> [The task]
Every line in the records below between the one holding "positive clicks: (129, 167)" and the one holding "box: [239, 129, 254, 162]", inclusive, is to be set down exactly; all other lines are to be left out.
___ Exercise data ___
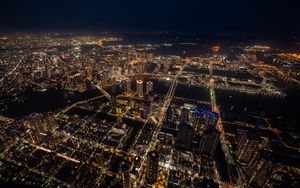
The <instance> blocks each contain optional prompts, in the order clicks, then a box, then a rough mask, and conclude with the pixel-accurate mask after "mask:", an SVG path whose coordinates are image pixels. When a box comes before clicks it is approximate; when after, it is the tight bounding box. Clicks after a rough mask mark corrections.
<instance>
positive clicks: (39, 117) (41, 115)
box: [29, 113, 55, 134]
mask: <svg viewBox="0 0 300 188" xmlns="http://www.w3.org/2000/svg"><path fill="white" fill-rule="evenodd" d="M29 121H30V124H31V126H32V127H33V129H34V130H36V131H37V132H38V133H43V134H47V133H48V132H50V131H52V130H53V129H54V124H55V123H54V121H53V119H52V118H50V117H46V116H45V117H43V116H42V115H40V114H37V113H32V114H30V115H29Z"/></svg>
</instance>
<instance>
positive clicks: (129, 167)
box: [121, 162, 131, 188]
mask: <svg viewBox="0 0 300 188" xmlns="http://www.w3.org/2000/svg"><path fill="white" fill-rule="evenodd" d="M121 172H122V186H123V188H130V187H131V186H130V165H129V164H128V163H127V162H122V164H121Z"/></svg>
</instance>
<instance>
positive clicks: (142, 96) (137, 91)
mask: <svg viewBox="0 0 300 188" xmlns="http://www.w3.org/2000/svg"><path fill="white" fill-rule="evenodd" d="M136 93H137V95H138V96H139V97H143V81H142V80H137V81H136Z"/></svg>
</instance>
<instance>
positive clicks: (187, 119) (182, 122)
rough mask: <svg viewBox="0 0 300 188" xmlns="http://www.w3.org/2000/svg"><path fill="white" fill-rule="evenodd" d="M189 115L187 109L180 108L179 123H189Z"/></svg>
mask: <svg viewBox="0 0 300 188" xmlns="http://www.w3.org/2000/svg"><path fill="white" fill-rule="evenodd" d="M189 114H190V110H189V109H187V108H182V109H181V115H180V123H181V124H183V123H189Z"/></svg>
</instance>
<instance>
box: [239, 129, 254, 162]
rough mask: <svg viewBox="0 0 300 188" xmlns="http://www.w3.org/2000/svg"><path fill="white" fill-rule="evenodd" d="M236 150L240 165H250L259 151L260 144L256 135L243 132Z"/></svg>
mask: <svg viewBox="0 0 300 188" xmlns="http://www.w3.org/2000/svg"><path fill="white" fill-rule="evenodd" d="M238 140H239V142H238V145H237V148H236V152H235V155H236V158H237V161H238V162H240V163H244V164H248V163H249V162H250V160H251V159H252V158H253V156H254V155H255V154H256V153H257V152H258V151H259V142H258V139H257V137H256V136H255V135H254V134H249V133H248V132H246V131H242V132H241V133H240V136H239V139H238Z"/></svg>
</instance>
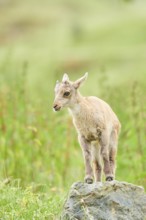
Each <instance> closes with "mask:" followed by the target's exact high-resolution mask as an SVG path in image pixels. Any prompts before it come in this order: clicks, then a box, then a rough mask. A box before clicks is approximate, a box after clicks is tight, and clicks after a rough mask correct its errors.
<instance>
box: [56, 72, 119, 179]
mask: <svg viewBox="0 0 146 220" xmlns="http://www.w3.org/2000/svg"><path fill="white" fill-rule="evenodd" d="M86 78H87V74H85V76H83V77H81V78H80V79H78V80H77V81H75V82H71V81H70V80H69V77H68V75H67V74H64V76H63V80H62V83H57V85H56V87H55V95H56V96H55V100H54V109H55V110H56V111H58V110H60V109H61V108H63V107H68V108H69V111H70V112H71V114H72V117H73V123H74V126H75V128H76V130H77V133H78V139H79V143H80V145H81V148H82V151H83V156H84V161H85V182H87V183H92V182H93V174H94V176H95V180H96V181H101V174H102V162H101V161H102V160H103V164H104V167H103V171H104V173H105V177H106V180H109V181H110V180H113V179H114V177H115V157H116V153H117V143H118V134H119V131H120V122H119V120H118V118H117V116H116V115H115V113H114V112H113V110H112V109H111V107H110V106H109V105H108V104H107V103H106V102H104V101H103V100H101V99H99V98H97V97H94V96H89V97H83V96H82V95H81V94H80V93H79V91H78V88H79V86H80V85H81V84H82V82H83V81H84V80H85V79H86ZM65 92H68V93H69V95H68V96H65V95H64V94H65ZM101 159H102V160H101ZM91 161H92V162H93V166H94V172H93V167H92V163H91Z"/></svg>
___
> [Your solution]
positive clicks: (129, 167)
box: [121, 162, 131, 188]
mask: <svg viewBox="0 0 300 188" xmlns="http://www.w3.org/2000/svg"><path fill="white" fill-rule="evenodd" d="M121 172H122V186H123V188H130V187H131V186H130V165H129V164H128V163H127V162H122V164H121Z"/></svg>
</instance>
<instance>
positive clicks: (142, 96) (137, 91)
mask: <svg viewBox="0 0 300 188" xmlns="http://www.w3.org/2000/svg"><path fill="white" fill-rule="evenodd" d="M136 93H137V95H138V96H139V97H143V81H142V80H137V81H136Z"/></svg>
</instance>
<instance>
positive clicks: (187, 119) (182, 122)
rough mask: <svg viewBox="0 0 300 188" xmlns="http://www.w3.org/2000/svg"><path fill="white" fill-rule="evenodd" d="M189 115L187 109L180 108L179 123H189Z"/></svg>
mask: <svg viewBox="0 0 300 188" xmlns="http://www.w3.org/2000/svg"><path fill="white" fill-rule="evenodd" d="M189 114H190V110H189V109H187V108H182V109H181V115H180V123H181V124H183V123H189Z"/></svg>
</instance>
<instance>
box: [239, 129, 254, 162]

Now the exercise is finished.